━━━━━ Records for processing ━━━━━

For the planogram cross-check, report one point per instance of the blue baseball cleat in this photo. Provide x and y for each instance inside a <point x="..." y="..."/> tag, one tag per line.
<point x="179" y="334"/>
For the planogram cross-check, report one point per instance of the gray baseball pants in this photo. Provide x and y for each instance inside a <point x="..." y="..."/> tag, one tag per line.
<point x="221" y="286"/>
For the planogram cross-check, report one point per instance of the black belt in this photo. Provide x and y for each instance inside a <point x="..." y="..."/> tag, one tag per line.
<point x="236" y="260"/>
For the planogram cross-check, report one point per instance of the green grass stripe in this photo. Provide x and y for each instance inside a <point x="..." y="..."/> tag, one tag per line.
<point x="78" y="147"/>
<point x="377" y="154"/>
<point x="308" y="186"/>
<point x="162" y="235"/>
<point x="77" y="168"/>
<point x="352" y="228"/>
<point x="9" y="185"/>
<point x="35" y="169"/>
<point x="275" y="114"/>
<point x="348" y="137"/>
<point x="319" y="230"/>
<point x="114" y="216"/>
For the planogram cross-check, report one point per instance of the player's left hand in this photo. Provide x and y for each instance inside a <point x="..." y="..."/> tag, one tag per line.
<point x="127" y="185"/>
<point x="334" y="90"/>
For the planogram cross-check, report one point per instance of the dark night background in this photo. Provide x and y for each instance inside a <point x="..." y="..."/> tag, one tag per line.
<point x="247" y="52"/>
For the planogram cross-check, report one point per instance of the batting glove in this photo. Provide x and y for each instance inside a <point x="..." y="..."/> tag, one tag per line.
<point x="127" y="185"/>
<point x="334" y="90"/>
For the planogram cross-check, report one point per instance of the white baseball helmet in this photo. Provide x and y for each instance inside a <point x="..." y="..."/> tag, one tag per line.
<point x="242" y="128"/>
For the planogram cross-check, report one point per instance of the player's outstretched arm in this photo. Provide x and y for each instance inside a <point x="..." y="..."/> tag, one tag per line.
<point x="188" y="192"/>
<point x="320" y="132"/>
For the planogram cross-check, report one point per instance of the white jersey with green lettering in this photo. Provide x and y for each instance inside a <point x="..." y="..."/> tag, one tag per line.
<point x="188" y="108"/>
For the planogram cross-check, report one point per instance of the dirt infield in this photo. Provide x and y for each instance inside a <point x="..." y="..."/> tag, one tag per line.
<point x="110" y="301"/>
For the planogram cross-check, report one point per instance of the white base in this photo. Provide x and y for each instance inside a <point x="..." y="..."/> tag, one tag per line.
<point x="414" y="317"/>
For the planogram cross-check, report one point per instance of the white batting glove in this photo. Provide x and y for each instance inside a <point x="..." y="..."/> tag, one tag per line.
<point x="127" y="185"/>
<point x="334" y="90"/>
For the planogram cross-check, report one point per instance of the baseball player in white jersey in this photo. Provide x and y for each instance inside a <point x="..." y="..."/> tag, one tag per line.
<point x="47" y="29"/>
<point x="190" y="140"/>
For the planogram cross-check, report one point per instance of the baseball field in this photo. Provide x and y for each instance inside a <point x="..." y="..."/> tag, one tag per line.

━━━━━

• [Task]:
Rewrite the records from the line containing "the baseball player" through the end of the records, both ends included, requests and all. Offset every coordinate in the answers by adding 63 to each x and y value.

• [Result of the task]:
For the planogram cross-check, report one point per instance of the baseball player in white jersey in this photo. Provide x and y for each instance inside a <point x="..." y="..."/> tag, one tag per line.
<point x="110" y="92"/>
<point x="253" y="203"/>
For the planogram cross-check, report one point per instance of the baseball field in this photo. Provide x and y for each instance inside a <point x="..." y="..."/> tag, one tag per line.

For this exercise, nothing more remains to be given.